Acercarnos a nuestro pasado para proyectar nuestro futuro en el marco de la conmemoración del centenario de la Revolución es un buen momento para reflexionar sobre el pensamiento político que sentó las bases de un México moderno, y es buen motivo para responder a una democracia efectiva que se traduzca en la voluntad ciudadana de lograr la justicia social mediante leyes y programas que contribuyan no sólo al fortalecimiento de este sistema de gobierno y a la vigencia del Estado de Derecho, sino al avance en el bienestar de todos los grupos sociales del país.
De este modo, siendo partidario del criterio historicista de que el pasado es prologó de nuestro acontecer, podemos comprender que México es una nación en movimiento, que se ha transformado día a día y que se construye como resultado de la evolución del pensamiento de hombres y mujeres que creyeron y apostaron a los principios republicanos de la no reelección, de la división de poderes y de la descentralización del poder público en aras de buscar mejores respuestas a problemas locales a partir del respeto al voto y la libertad de expresión. Así, largo fue el camino para llegar al punto de quiebre del respeto a los valores democráticos, y más aún, amplio fue el acervo ideológico que se fue forjando en los albores del siglo XX, camino que se gestó luego de una lucha armada para transformar un modelo que en su momento se agotó por el despotismo derivado de una dictadura y que permitió a la sociedad salir de la oscuridad de los recintos de las logias para conformar clubs que gestaron luego partidos políticos, mismos que enarbolaron las aspiraciones y anhelos de un pueblo por participar en las cosas de gobierno a partir del respeto a su voluntad expresada en el voto popular.
Después de diez años de conflictos, y una vez restaurado el orden constitucional, inicia un periodo de reingeniería para articular los grupos emergentes de caudillos. Pronto los partidos políticos de la época comenzaron abrirse camino en su ambición por abanderar demandas de la población, los cuales se caracterizaron por asumir en sus programas electorales formas más amplias y flexibles de la lucha social, con el propósito de satisfacer al mayor número de exigencias y ofertar soluciones coyunturales a los más diversos grupos sociales de la época, de esta forma la sociedad civil comienza a organizarse en movimientos bajo reglas electorales ambiguas, pues es hasta 1918 cuando surge la primera ley electoral de la revolución, transformándose en instancias políticas fundadas en ideales de instaurar un mejor gobierno, añeja y legítima aspiración ciudadana.

--------------------------------

Partes del ejercicio.
1. Según el fragmento sobre el centenario de la Revolución, ¿en qué año surge la primera ley electoral de la revolución?
2. Transcribe del fragmento sobre el centenario de la Revolución el tramo que empieza en "Después de diez" y termina en "legítima aspiración ciudadana.".
3. Sigue escribiendo el fragmento sobre el centenario de la Revolución a partir de donde se detiene.
Las líneas no tienen nada que ver con el fragmento.

Elementos del conjunto de datos

--------------------------------

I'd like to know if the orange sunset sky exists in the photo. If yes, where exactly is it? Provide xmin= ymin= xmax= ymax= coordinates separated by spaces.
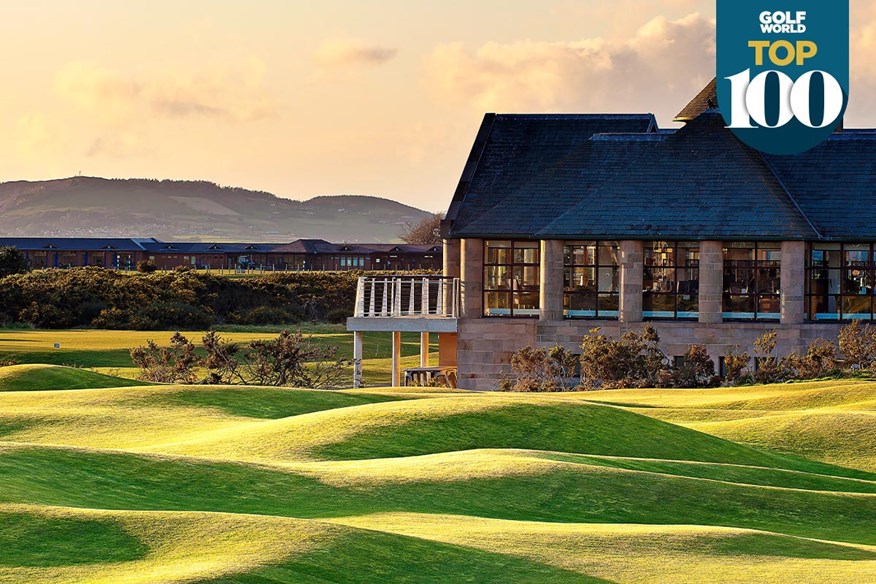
xmin=0 ymin=0 xmax=876 ymax=210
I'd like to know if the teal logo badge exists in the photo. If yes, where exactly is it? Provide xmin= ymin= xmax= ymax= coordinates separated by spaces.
xmin=717 ymin=0 xmax=849 ymax=155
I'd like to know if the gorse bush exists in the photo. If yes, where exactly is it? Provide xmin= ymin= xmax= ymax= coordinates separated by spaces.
xmin=499 ymin=322 xmax=876 ymax=391
xmin=0 ymin=267 xmax=436 ymax=330
xmin=131 ymin=331 xmax=351 ymax=389
xmin=499 ymin=345 xmax=578 ymax=392
xmin=581 ymin=325 xmax=671 ymax=389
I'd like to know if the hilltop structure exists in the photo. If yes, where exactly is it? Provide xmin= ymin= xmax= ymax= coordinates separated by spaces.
xmin=350 ymin=77 xmax=876 ymax=389
xmin=0 ymin=237 xmax=442 ymax=271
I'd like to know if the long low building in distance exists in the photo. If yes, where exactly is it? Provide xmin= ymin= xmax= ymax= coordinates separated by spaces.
xmin=0 ymin=237 xmax=443 ymax=271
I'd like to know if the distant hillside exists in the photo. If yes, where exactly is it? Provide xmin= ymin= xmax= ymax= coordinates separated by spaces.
xmin=0 ymin=177 xmax=426 ymax=242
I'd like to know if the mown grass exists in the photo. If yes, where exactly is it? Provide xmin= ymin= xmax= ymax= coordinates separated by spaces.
xmin=0 ymin=358 xmax=876 ymax=583
xmin=0 ymin=365 xmax=149 ymax=391
xmin=0 ymin=323 xmax=438 ymax=387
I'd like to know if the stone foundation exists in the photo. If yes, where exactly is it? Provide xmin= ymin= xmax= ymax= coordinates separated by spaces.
xmin=458 ymin=318 xmax=843 ymax=391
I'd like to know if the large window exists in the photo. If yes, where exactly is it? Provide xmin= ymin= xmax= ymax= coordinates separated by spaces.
xmin=806 ymin=243 xmax=876 ymax=320
xmin=484 ymin=241 xmax=539 ymax=317
xmin=724 ymin=242 xmax=782 ymax=320
xmin=563 ymin=241 xmax=620 ymax=319
xmin=642 ymin=241 xmax=700 ymax=319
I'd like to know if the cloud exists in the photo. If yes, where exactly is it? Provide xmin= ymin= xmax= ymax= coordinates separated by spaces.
xmin=85 ymin=132 xmax=154 ymax=158
xmin=313 ymin=38 xmax=398 ymax=67
xmin=15 ymin=114 xmax=57 ymax=155
xmin=55 ymin=60 xmax=277 ymax=123
xmin=423 ymin=14 xmax=715 ymax=120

--------------------------------

Respuestas por tarea.
1. En 1918.

2.
Después de diez años de conflictos, y una vez restaurado el orden constitucional, inicia un periodo de reingeniería para articular los grupos emergentes de caudillos. Pronto los partidos políticos de la época comenzaron abrirse camino en su ambición por abanderar demandas de la población, los cuales se caracterizaron por asumir en sus programas electorales formas más amplias y flexibles de la lucha social, con el propósito de satisfacer al mayor número de exigencias y ofertar soluciones coyunturales a los más diversos grupos sociales de la época, de esta forma la sociedad civil comienza a organizarse en movimientos bajo reglas electorales ambiguas, pues es hasta 1918 cuando surge la primera ley electoral de la revolución, transformándose en instancias políticas fundadas en ideales de instaurar un mejor gobierno, añeja y legítima aspiración ciudadana.

3.
Para llegar a este punto tres hechos históricos fueron determinantes: el primero de ellos lo constituye la entrevista Díaz – Creelman, la cual es el parteaguas para la conformación de los primeros esbozos de democracia; en segundo lugar, la publicación del providencial libro de Francisco I. Madero bajo el título de “La Sucesión Presidencial” y finalmente, la renuncia del controvertido y a la vez reverenciado Porfirio Díaz en mayo de 1910. En este entendido, acertadamente plantea Octavio Paz que la Revolución se presenta al principio como una exigencia de verdad y limpieza de los métodos democráticos, en donde surge una nueva generación de jóvenes, deseosa de un cambio. La inconformidad de este y otros sectores como el campesino y el obrero, expresan cada vez más su inconformidad al régimen y su ansia legitima de democratizar el país como pauta de progreso que comienza atizar el modelo político y jurídico que se estableciera en la Carta Constituyente de 1917. Lamentablemente, no fue posible consolidar un verdadero régimen legislativo de partidos, ya que la tribuna legislativa no contribuyo por largos años al debate cívico del país, y mucho menos a favorecer la consolidación de una democracia, ya que la generosidad que se extendió a las diversas fuerzas políticas en un inicio emanadas del caudillismo no alcanzaron la madurez deseada, empelando sus posiciones sistemáticamente para envenenar más el ambiente político nacional.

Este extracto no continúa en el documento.